(Saved data entries)

____________

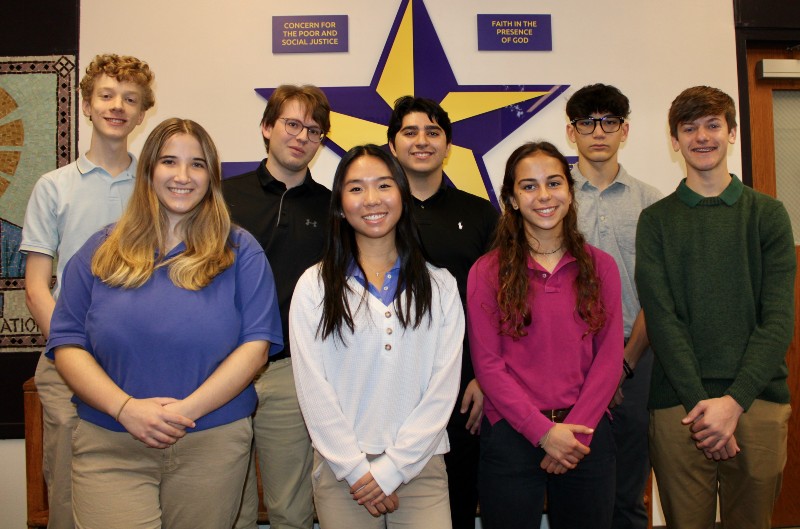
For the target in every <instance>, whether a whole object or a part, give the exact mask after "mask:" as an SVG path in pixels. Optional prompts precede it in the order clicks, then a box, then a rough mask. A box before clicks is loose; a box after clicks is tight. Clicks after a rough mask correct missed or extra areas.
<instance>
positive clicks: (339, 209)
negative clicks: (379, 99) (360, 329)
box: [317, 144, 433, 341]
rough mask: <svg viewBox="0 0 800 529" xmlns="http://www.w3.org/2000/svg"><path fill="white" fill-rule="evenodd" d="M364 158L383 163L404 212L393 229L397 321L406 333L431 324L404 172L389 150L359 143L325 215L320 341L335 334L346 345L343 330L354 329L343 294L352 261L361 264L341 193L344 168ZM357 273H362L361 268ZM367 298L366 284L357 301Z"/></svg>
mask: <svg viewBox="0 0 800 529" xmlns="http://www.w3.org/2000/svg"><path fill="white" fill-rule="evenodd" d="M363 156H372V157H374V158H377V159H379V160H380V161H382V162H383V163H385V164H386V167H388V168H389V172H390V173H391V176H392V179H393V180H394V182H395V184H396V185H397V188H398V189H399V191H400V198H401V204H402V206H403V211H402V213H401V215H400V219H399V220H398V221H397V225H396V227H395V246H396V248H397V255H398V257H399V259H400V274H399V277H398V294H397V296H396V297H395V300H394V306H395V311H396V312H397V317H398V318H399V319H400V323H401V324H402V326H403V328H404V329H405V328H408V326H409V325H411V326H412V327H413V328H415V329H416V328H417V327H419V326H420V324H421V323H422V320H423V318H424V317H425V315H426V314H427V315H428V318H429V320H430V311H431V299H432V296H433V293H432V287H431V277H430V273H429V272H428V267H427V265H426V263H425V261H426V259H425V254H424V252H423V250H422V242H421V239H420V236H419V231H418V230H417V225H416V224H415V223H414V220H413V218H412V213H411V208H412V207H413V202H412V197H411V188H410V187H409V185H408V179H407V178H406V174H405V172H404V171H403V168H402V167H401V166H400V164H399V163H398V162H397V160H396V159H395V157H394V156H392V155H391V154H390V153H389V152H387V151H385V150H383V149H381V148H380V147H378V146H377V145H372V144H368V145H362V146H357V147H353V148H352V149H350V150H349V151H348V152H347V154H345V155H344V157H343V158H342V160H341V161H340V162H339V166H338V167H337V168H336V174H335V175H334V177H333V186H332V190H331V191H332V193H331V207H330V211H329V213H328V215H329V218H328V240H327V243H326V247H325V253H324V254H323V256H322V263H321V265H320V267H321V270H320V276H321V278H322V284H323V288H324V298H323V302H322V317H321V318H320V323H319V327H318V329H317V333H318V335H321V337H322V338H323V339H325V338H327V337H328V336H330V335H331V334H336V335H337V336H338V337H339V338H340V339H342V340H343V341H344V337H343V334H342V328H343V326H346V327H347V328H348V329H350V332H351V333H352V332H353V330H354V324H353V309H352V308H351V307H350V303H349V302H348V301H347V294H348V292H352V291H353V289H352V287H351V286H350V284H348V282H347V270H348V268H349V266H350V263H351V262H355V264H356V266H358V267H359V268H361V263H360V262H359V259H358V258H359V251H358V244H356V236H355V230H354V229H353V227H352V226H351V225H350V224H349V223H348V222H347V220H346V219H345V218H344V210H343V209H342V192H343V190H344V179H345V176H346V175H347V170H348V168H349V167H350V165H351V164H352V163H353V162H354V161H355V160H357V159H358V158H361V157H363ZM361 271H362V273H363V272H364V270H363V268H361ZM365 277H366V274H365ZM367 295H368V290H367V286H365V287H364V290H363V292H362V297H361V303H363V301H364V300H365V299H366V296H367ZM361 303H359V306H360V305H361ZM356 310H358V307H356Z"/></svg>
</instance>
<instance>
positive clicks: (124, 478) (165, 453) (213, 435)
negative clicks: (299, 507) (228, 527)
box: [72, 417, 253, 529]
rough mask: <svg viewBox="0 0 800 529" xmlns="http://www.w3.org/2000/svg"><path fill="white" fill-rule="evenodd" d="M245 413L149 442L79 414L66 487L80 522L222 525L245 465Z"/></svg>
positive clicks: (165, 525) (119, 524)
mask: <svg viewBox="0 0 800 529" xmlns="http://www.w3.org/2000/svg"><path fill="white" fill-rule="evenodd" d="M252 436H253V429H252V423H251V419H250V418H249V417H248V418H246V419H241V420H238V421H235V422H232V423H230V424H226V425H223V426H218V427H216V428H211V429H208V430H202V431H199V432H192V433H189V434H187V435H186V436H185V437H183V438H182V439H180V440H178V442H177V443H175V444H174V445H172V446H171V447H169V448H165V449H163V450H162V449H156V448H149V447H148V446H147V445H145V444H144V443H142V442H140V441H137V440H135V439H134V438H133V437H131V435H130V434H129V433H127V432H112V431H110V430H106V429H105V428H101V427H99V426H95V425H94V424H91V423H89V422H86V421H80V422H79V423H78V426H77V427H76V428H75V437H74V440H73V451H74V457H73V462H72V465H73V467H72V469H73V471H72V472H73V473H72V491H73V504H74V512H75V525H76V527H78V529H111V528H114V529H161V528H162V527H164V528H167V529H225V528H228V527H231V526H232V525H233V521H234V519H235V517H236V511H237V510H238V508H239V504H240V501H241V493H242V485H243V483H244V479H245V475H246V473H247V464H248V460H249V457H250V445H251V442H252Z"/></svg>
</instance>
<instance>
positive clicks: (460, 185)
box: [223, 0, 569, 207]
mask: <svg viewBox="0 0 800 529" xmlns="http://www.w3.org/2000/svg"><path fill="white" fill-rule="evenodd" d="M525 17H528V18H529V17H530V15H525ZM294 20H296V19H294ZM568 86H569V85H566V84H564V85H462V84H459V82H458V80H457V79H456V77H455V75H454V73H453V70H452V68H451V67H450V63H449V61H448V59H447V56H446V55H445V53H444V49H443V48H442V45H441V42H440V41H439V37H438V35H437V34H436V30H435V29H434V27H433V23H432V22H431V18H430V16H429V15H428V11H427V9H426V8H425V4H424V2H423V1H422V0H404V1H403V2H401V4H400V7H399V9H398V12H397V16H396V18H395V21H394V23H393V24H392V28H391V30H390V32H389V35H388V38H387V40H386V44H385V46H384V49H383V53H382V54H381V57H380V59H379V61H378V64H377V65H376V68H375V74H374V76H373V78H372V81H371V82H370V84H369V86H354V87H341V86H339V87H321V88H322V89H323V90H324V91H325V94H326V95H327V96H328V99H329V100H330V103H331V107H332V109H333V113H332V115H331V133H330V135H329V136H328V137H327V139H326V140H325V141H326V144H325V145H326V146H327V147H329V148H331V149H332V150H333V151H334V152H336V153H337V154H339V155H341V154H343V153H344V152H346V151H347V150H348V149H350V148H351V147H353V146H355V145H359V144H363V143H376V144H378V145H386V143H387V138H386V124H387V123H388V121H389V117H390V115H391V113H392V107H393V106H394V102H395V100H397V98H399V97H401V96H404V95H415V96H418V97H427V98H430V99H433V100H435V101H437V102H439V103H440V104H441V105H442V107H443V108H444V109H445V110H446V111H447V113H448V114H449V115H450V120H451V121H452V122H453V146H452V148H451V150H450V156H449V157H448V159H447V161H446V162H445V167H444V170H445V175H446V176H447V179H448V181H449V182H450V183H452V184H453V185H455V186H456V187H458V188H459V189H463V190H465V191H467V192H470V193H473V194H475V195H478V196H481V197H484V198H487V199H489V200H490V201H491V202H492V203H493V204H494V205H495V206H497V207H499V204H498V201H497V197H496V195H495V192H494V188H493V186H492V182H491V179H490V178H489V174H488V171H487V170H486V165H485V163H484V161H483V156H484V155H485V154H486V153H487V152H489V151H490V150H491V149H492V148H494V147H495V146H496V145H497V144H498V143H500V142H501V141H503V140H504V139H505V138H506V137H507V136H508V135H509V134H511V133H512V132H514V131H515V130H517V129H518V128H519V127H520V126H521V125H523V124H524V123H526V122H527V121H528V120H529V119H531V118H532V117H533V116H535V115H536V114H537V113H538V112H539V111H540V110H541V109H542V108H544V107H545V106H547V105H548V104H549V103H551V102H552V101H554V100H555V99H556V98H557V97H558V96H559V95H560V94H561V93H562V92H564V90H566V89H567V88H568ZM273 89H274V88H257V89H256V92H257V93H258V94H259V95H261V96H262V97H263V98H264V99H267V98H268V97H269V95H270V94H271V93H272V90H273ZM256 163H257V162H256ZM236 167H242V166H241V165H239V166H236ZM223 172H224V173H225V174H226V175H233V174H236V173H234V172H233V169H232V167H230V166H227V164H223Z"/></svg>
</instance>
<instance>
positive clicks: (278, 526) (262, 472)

____________

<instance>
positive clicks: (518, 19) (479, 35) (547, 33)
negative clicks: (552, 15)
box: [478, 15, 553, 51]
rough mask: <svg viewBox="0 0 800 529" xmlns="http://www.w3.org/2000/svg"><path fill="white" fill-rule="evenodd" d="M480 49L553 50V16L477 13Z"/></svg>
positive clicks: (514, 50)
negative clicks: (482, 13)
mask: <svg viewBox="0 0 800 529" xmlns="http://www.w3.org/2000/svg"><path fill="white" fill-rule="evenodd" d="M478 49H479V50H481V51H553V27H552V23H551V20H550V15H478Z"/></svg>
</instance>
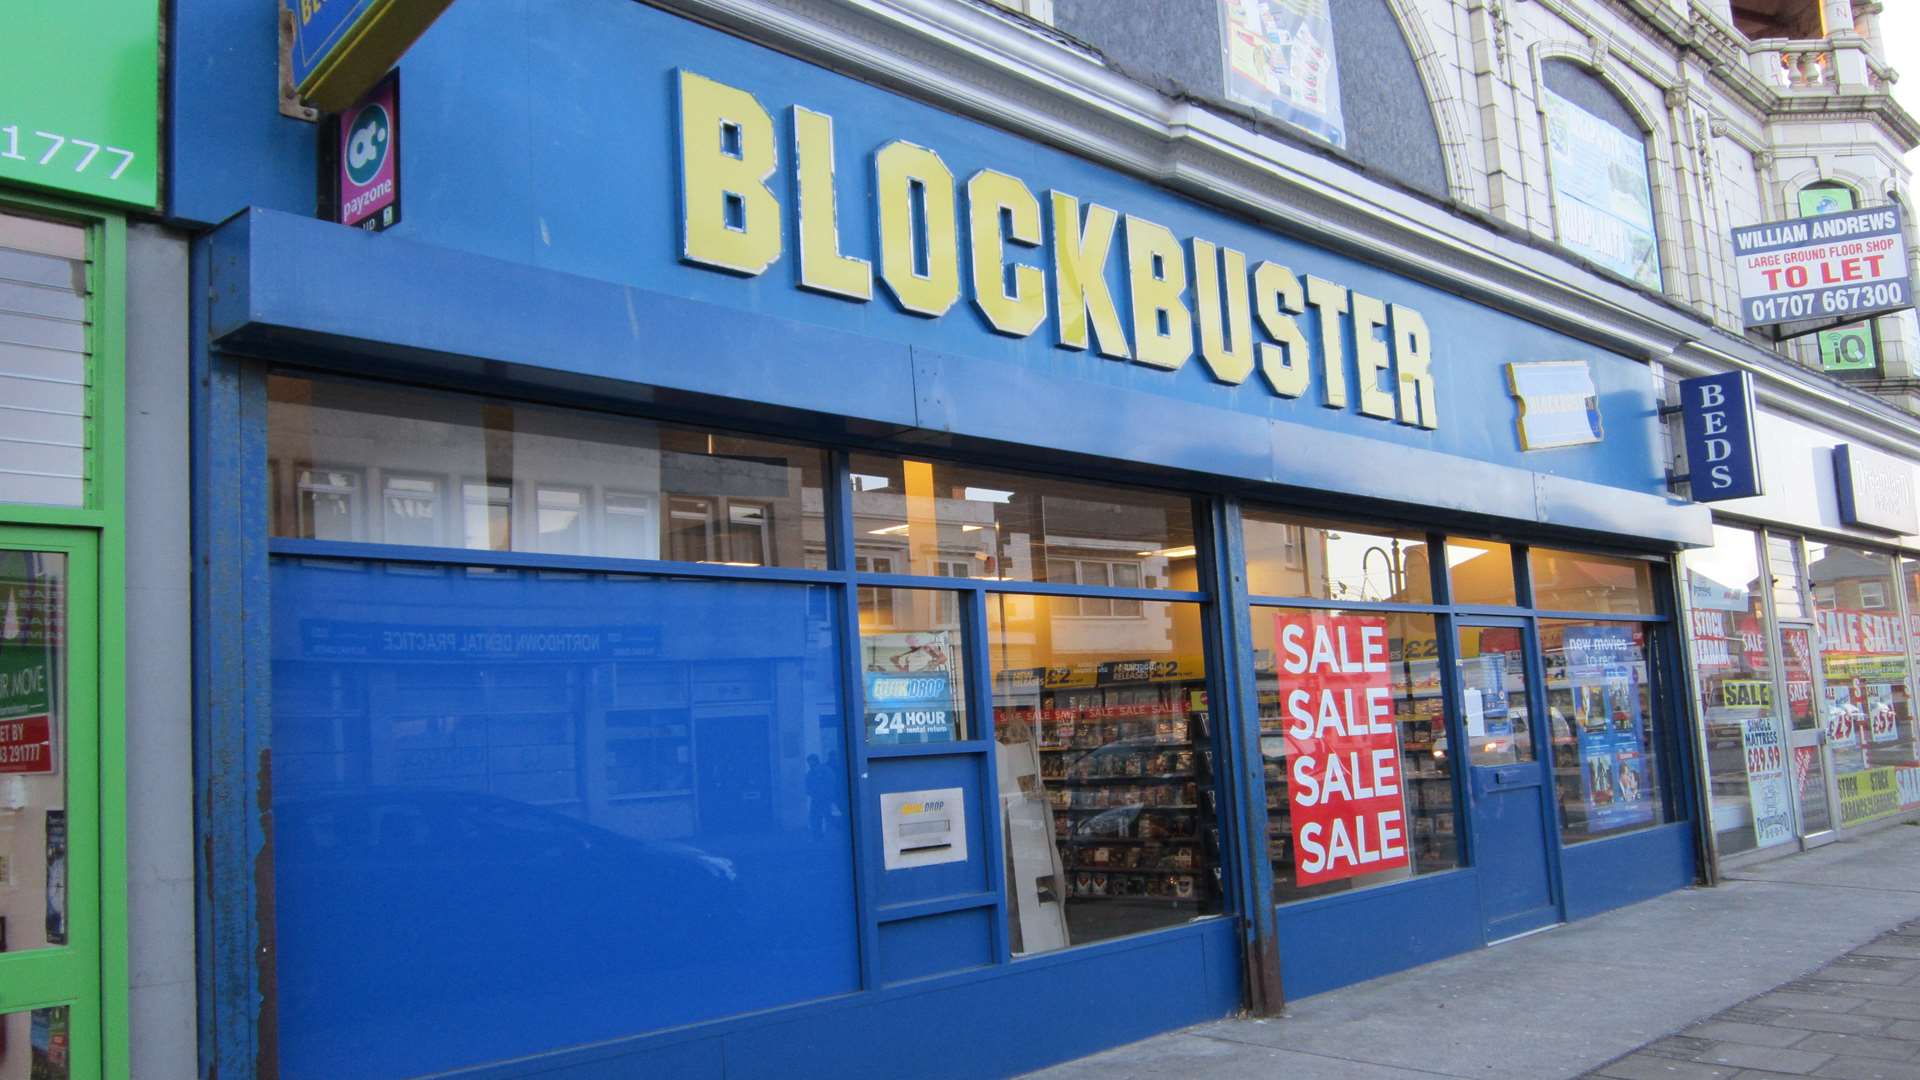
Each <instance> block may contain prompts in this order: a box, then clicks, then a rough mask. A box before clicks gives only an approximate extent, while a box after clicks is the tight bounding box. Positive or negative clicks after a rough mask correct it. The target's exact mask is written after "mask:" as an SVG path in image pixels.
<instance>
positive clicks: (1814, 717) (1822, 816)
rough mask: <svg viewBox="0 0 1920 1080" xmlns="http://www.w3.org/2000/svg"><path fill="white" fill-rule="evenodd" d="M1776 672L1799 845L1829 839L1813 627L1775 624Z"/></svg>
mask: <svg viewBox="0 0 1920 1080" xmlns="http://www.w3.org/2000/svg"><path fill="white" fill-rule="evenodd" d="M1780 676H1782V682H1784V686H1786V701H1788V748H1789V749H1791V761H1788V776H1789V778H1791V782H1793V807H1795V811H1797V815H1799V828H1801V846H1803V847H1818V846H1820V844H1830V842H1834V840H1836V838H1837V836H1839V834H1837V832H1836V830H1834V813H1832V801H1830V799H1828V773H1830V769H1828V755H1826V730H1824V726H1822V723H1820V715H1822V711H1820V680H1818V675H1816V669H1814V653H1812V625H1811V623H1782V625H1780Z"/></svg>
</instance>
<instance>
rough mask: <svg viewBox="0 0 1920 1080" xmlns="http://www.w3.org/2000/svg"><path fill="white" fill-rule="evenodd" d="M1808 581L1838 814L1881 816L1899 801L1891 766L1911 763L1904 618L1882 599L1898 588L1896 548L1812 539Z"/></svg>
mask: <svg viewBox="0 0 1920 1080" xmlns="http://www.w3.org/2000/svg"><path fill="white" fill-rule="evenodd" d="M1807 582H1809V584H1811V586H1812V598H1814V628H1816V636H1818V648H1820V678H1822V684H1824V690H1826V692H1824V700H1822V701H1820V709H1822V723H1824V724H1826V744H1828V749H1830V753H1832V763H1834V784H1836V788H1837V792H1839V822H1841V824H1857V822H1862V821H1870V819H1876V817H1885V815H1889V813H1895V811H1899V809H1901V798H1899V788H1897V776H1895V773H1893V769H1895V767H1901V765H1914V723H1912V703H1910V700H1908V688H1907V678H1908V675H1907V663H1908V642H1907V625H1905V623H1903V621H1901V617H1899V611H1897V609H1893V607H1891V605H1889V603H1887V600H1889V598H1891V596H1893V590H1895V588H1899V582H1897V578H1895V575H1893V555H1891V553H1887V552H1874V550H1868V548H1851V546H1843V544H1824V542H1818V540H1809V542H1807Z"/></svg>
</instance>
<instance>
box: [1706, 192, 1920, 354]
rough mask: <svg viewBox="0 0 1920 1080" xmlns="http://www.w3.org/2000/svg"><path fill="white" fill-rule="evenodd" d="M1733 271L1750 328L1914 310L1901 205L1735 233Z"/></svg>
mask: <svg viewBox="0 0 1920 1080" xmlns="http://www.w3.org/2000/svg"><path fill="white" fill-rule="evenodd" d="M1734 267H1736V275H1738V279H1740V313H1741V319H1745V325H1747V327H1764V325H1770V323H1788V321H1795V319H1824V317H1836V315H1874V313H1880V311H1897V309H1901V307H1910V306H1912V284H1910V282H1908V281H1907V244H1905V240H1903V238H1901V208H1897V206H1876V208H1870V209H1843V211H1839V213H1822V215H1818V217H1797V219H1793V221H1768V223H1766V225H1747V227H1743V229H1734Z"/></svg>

____________

WORK ITEM:
Scan the entries above for the line containing "For the target", and copy it and all lines after it exactly, down to and including the line containing "box: [317, 144, 433, 341]".

ANSWER BOX:
For the target in every <instance>, whether a whole object or a part, give the exact mask after "mask:" as an SVG path in pixels. Optional prompts precede it in the order clicks, then a box, then a rough mask. A box before clicks is loose; a box after clicks is tight. Clicks after a rough mask correct missed or extra areas.
<instance>
positive clicks: (339, 209)
negative clicks: (379, 99) (360, 329)
box: [317, 144, 433, 341]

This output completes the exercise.